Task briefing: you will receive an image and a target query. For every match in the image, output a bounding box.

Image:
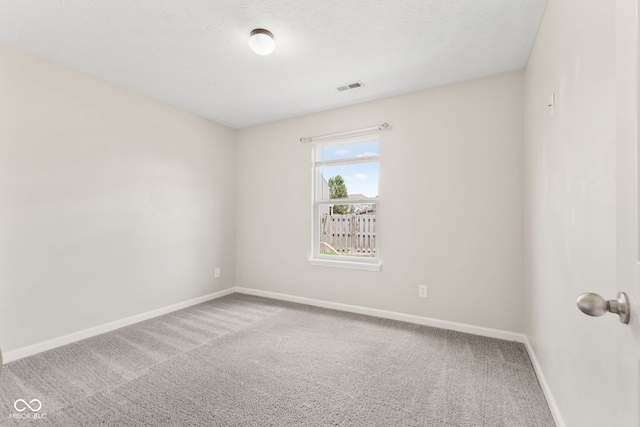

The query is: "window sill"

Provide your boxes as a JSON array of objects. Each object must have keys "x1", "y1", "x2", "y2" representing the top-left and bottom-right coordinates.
[{"x1": 309, "y1": 258, "x2": 381, "y2": 271}]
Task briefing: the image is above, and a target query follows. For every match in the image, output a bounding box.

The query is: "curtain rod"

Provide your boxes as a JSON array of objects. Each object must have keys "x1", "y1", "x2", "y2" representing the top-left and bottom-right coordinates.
[{"x1": 300, "y1": 123, "x2": 389, "y2": 143}]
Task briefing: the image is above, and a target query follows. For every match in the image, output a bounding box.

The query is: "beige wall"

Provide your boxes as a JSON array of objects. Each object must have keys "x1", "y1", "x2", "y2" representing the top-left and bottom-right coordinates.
[
  {"x1": 0, "y1": 46, "x2": 235, "y2": 352},
  {"x1": 236, "y1": 72, "x2": 524, "y2": 332},
  {"x1": 524, "y1": 0, "x2": 616, "y2": 427}
]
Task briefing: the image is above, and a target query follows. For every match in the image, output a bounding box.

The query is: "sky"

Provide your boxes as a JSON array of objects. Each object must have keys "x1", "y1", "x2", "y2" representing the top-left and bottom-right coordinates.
[{"x1": 321, "y1": 140, "x2": 379, "y2": 197}]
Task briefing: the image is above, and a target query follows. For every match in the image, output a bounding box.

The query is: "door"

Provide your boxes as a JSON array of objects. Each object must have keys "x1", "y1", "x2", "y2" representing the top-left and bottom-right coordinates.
[{"x1": 605, "y1": 0, "x2": 640, "y2": 427}]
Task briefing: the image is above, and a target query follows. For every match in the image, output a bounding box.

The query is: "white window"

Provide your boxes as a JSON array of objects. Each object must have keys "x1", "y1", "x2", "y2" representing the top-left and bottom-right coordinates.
[{"x1": 310, "y1": 133, "x2": 380, "y2": 270}]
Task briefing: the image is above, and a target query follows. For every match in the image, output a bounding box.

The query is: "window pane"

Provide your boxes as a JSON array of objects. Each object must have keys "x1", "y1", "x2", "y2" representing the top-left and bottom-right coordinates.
[
  {"x1": 317, "y1": 140, "x2": 379, "y2": 161},
  {"x1": 319, "y1": 203, "x2": 376, "y2": 258},
  {"x1": 317, "y1": 162, "x2": 379, "y2": 200}
]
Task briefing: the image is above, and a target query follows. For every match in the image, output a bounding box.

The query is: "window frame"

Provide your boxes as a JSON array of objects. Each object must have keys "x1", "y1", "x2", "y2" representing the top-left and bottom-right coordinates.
[{"x1": 309, "y1": 132, "x2": 381, "y2": 271}]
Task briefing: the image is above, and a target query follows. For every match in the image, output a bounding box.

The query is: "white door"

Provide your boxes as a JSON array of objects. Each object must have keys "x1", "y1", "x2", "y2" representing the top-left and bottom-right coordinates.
[{"x1": 605, "y1": 0, "x2": 640, "y2": 427}]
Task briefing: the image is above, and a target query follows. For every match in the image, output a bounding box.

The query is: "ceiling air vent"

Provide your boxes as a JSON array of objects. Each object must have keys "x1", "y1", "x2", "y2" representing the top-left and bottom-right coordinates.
[{"x1": 336, "y1": 82, "x2": 364, "y2": 92}]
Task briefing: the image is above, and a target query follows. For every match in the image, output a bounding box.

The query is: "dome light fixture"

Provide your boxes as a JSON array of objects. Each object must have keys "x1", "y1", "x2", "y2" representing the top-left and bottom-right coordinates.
[{"x1": 249, "y1": 28, "x2": 276, "y2": 56}]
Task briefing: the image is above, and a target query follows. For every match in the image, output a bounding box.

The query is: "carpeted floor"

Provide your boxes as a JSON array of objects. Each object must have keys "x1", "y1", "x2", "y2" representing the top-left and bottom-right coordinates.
[{"x1": 0, "y1": 294, "x2": 555, "y2": 427}]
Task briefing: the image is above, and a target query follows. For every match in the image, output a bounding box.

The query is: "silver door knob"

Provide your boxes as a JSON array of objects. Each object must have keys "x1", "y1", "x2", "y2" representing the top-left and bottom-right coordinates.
[{"x1": 577, "y1": 292, "x2": 631, "y2": 325}]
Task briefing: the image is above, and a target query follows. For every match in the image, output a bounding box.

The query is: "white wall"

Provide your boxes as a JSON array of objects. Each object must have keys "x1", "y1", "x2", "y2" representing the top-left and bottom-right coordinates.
[
  {"x1": 0, "y1": 45, "x2": 235, "y2": 352},
  {"x1": 525, "y1": 0, "x2": 621, "y2": 427},
  {"x1": 236, "y1": 72, "x2": 524, "y2": 332}
]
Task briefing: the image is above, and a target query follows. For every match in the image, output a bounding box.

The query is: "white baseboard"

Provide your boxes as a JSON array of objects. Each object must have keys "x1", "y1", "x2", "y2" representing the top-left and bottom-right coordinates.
[
  {"x1": 524, "y1": 335, "x2": 567, "y2": 427},
  {"x1": 3, "y1": 287, "x2": 566, "y2": 427},
  {"x1": 3, "y1": 288, "x2": 235, "y2": 363},
  {"x1": 234, "y1": 287, "x2": 526, "y2": 343}
]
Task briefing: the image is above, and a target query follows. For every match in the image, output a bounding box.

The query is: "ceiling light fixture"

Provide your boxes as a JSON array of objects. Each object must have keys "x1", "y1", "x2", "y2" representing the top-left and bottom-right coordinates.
[{"x1": 249, "y1": 28, "x2": 276, "y2": 55}]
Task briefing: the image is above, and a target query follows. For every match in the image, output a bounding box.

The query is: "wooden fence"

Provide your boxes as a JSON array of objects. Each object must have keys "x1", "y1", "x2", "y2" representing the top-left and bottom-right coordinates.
[{"x1": 320, "y1": 214, "x2": 376, "y2": 257}]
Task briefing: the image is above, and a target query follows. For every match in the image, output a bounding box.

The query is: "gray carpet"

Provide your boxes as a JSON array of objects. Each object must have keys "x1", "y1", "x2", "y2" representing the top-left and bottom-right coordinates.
[{"x1": 0, "y1": 294, "x2": 555, "y2": 427}]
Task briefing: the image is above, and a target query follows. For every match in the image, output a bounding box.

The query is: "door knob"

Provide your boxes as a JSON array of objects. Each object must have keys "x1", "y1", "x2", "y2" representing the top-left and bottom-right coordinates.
[{"x1": 578, "y1": 292, "x2": 631, "y2": 325}]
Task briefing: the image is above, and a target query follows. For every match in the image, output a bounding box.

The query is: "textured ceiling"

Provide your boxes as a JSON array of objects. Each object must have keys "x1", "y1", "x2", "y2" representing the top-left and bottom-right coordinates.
[{"x1": 0, "y1": 0, "x2": 547, "y2": 128}]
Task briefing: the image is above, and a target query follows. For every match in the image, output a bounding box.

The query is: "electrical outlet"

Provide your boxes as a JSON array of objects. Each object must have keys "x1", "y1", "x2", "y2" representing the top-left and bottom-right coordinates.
[{"x1": 418, "y1": 285, "x2": 427, "y2": 298}]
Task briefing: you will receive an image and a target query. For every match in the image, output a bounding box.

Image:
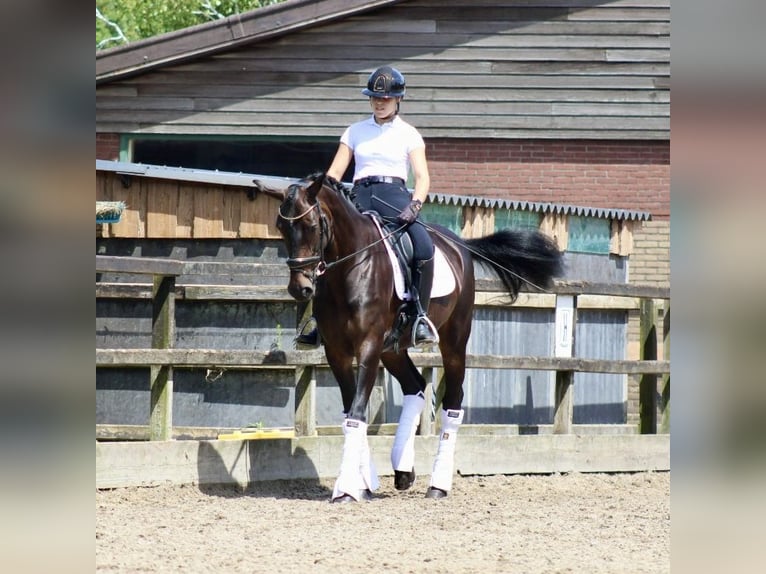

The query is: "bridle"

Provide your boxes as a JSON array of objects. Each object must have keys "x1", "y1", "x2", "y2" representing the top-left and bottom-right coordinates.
[
  {"x1": 279, "y1": 196, "x2": 330, "y2": 283},
  {"x1": 278, "y1": 180, "x2": 414, "y2": 285}
]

··········

Exercise:
Return each line of the listing above that contains the string "wall". Case matters.

Exercise solution:
The query is: "beige wall"
The query is: "white wall"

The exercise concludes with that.